Reading text =>
Most of your decisions are wrong

J0401288 We each make hundreds of
decisions everyday. Some decisions are complex and based on detailed
research, others are gut-feel, intuitive selections. Some are important
with deep ramifications, while others are of little consequence.

Most of your decisions are wrong.
The power law suggests that as many as 80% of them have little impact
on your business, career or other goals. Only 20% of them make a
difference.

The trouble is most of us don’t like admitting our
decisions are wrong or inconsequential. There’s a perceived loss of
status in having to admit we’ve changed our minds. Or that we bet on
the wrong horse and things didn’t turn out quite as we foresaw. But
this way of thinking is wrong too. Our minds are not inflexible with
decisions carved in stone. We can change our minds if we want. In fact, changing our mind is one of the easiest things we can do. Changing reality is far harder but will never happen until you change your mind first.

Equally
no-one looks down on someone who changes tack. The world is a complex
ecosystem which is inherently chaotic and unknowable. We all have
a mental map which we believe will navigate us through but we must never
forget the map is not the territory. Things will go wrong – it’s how you react which is important.

Supplied information =>

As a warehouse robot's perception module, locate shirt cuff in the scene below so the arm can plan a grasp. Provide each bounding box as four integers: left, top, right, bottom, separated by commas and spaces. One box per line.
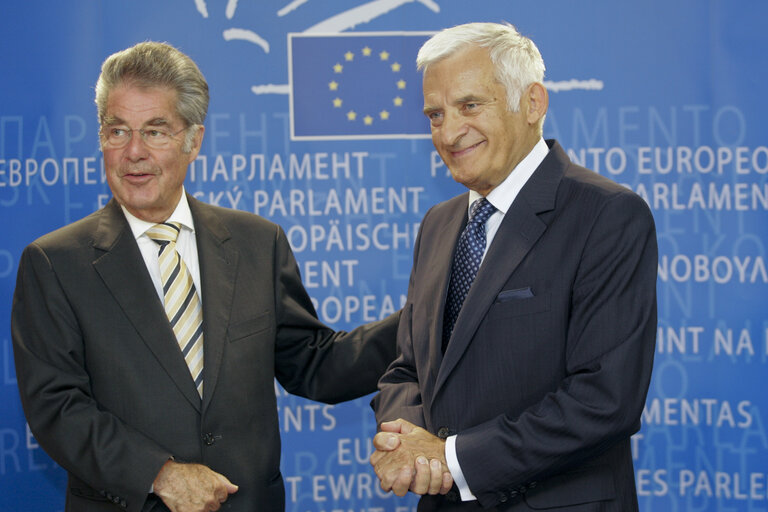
445, 436, 477, 501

Set exercise =>
Answer these questions about the text on decisions:
1. According to the power law, what share of decisions have little impact on your business, career or other goals?
2. What does the text call one of the easiest things we can do?
3. What must we never forget about our mental map?

Answer to this task =>
1. As many as 80% of them.
2. Changing our mind.
3. That the map is not the territory.